* [Supplied text]:

I am indifferent to whether or not the United States should ban TikTok. If you force me to pick a side, I would side with being against it, because I think it sets a bad precedent. I’ve never used TikTok, though I dabbled in it back in 2020; it does not particularly interest me as a platform. I would rather the government turn over every stone and do everything it can to protect Americans’ data so the platform can continue to be used freely before defaulting to a ban.
The proposal to ban TikTok, because of concerns that the Chinese government is using it to gain access to a user’s private information or manipulate Americans, crosses partisan and ideological lines. Its top proponent is far-right U.S. Sen. Josh Hawley (R-Missouri), but even President Joe Biden is considering endorsing a ban.
There are plenty of reasons to oppose a ban, the most obvious being free speech concerns. It’s one thing if they use the platforms in a dangerous way (e.g., banning Trump from Twitter after inciting an insurrection), but essentially banning every American is an extreme measure.
Progressives have jumped in to be the most prominent and vocal supporters of TikTok. U.S. Rep. Jamaal Bowman (D-New York), a member of “the Squad,” was the first member of Congress to come out against a potential ban.
Progressives argue that TikTok is the most important organizing tool for activating young voters. Some left-wing activists suggest that targeting TikTok is about silencing progressives and removing a tool that they are using to successfully challenge the status quo.
While it might be true that TikTok plays a role in organizing young people and spreading messages to them, I do not think it’s been a net positive for the progressive movement and I do not think the movement would suffer without it. I believe the opposite; a world without TikTok would be a net positive for progressives. The platform is more harmful than helpful. TikTok has done tremendous damage to the reputation of progressives and young people in the general public.
The massive backlash against LGBTQ people, and specifically transgender people, stems right from the proliferation of TikTok as a major social media tool. Chaya Raichik, once a disgraced realtor from Brooklyn, became one of the most powerful voices in the conservative movement in the past few years simply by creating and managing a Twitter feed that just reposts crazy things people say on TikTok, presented as the common views of all progressives. Her social media handle @LibsOfTikTok has exploded in popularity not just among the right, and in QAnon circles, but among people who are social media obsessed and angry with liberals over school closures, vaccine mandates, and other COVID-related policies. She offers no context and little commentary on the videos she has shared, so many of them are taken out of context, but because TikTok doesn’t allow for context, this is easy to do. The popular conspiracy theory about LGBTQ teachers installing litter boxes in their classrooms for students to use if they identify as cats began because Raichik shared a TikTok video that was an inside joke between the poster and his or her followers. With no context provided, Raichik’s followers believed it to be true and that post and dozens of others went viral. Republican candidates for federal office believed it to be true.

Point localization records
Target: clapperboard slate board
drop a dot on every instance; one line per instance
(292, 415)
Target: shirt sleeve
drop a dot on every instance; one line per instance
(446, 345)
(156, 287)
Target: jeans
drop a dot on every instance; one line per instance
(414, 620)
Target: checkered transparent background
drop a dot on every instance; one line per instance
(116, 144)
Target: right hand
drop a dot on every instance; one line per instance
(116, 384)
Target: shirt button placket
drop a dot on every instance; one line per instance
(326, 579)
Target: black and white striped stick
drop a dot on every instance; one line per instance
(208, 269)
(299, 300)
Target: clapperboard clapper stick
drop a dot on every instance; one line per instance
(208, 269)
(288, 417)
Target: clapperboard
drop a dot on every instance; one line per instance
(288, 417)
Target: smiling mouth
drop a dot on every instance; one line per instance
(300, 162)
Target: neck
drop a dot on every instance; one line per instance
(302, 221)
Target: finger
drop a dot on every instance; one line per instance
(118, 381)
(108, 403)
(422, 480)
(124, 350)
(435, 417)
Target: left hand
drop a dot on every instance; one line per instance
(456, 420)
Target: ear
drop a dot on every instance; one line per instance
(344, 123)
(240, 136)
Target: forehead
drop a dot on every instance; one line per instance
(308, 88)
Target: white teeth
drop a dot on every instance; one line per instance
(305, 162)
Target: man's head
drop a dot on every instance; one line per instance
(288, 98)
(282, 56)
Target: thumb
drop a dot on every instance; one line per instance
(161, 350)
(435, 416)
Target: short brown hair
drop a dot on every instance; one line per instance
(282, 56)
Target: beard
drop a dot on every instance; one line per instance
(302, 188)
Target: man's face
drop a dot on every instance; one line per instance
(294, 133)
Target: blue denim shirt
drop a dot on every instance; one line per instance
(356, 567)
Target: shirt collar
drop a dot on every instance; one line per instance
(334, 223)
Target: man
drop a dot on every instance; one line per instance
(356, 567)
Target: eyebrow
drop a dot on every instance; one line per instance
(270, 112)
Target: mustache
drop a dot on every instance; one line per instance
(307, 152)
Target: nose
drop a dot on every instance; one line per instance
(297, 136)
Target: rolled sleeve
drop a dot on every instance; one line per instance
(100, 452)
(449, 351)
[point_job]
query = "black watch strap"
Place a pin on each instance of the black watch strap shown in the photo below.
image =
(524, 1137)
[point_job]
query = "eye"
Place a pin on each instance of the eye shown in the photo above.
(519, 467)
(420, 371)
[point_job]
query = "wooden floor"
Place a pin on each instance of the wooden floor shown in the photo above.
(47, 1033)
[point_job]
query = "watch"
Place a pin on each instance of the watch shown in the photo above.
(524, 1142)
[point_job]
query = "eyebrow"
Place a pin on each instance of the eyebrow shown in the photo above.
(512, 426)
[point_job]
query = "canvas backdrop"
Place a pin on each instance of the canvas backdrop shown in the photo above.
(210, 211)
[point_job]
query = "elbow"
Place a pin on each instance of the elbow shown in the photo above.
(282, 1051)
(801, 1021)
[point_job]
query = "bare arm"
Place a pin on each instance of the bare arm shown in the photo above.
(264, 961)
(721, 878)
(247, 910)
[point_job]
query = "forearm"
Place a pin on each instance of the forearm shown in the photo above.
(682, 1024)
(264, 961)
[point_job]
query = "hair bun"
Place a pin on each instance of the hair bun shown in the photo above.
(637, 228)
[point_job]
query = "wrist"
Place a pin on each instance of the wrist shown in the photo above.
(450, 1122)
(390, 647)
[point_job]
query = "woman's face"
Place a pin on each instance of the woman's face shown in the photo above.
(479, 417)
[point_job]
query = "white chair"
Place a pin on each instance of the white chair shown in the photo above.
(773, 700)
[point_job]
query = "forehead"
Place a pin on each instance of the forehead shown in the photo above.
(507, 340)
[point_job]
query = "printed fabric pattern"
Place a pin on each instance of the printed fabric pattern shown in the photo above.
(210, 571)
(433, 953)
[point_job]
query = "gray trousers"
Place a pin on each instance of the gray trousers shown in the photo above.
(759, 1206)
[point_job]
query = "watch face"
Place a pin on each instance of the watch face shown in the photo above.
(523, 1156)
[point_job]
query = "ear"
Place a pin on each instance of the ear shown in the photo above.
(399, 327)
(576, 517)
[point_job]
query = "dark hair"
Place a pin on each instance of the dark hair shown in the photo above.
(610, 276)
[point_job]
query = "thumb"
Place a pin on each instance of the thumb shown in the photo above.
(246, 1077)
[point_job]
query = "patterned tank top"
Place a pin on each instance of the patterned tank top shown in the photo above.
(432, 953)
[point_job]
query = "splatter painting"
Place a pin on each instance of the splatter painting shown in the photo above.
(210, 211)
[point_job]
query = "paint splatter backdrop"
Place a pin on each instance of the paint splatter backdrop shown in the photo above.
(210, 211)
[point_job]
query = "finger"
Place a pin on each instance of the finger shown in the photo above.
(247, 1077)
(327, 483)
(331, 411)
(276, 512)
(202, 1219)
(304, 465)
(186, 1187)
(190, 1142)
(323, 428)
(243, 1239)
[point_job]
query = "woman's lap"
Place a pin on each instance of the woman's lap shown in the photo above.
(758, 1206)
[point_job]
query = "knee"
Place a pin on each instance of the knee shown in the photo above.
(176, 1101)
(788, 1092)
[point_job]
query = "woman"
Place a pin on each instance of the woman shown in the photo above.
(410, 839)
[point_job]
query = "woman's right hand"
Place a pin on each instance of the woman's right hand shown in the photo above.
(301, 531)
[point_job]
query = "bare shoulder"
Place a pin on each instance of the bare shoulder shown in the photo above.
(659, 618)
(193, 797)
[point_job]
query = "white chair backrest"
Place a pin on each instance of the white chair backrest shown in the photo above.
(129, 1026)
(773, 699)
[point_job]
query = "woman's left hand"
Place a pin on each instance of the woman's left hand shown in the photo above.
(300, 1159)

* [Things to do]:
[a] In the text on the TikTok ban, who was the first member of Congress to come out against a potential ban?
[b] Condense the paragraph of the TikTok ban text that opens with "The massive backlash against LGBTQ people" into a shorter version that keeps its main facts.
The records are not needed for this work.

* [Numbered responses]:
[a] U.S. Rep. Jamaal Bowman (D-New York), a member of “the Squad.”

[b] The backlash against LGBTQ people, especially transgender people, stems from TikTok's rise as a major social media tool. Chaya Raichik, once a disgraced Brooklyn realtor, became a powerful conservative voice through @LibsOfTikTok. This Twitter feed reposts crazy things people say on TikTok and presents them as the common views of all progressives. The account has grown popular with the right, in QAnon circles, and among social media users angry with liberals over school closures, vaccine mandates and other COVID-related policies. She shares videos with no context and little commentary, which TikTok's lack of context makes easy. The conspiracy theory that LGBTQ teachers put litter boxes in classrooms for students who identify as cats began when she shared a video that was an inside joke. Her followers believed it, that post and dozens of others went viral, and Republican candidates for federal office believed it too.